Exercise details: Tally the lines in the listing below that contain the string "pendant". Reply with the number alone.
---------- Data shown
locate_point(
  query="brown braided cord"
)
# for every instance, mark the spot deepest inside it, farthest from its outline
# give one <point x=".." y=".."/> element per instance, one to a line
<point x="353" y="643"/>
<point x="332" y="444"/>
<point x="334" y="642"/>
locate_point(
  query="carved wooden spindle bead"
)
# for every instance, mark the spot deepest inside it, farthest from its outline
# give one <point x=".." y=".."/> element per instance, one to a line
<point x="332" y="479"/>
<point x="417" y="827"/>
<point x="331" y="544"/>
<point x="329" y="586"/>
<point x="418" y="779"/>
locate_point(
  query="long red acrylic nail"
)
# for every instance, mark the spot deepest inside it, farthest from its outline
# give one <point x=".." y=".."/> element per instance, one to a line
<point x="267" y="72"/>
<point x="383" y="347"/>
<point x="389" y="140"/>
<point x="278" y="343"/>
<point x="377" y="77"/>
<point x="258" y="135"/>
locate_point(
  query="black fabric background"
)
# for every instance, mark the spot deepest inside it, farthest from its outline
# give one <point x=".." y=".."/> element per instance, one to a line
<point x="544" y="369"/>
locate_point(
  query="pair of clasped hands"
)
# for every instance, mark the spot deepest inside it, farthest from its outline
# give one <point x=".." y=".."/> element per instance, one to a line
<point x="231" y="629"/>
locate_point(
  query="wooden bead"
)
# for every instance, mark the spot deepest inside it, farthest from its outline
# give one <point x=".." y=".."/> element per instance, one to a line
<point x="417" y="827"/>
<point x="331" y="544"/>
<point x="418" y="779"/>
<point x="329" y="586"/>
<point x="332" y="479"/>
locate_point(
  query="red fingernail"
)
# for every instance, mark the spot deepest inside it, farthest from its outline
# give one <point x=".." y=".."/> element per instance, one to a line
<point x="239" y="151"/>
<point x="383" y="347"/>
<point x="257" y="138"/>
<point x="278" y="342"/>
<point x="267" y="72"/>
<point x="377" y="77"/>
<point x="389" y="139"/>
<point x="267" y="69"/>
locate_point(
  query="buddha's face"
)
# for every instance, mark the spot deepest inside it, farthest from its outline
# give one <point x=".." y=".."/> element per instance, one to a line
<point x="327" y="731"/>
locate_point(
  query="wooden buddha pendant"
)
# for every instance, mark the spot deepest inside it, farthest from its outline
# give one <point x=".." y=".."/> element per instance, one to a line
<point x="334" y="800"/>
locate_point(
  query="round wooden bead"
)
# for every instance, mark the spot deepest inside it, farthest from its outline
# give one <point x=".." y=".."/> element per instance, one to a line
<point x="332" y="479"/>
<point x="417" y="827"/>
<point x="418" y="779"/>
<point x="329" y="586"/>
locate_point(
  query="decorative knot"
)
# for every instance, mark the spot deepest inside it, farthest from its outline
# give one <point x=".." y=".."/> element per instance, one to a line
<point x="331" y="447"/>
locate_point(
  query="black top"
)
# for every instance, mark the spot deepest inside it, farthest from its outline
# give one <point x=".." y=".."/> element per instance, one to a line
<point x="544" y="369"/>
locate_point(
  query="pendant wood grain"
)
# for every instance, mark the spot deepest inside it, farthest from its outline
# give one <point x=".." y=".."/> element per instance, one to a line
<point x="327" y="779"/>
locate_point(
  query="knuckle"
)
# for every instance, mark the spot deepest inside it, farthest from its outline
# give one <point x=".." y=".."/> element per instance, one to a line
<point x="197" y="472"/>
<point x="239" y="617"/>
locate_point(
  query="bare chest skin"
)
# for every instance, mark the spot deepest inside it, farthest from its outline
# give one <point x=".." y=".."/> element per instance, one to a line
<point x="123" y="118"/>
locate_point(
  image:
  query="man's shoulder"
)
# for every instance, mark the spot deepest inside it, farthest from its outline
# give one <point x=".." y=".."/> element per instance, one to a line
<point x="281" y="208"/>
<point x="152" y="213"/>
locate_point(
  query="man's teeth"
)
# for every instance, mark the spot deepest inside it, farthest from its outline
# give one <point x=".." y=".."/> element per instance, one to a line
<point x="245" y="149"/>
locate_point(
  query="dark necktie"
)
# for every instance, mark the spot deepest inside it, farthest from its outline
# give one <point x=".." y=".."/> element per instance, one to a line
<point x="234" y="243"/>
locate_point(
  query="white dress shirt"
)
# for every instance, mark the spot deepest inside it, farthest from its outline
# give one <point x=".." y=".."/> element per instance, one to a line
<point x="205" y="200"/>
--------------------
Expected answer: 2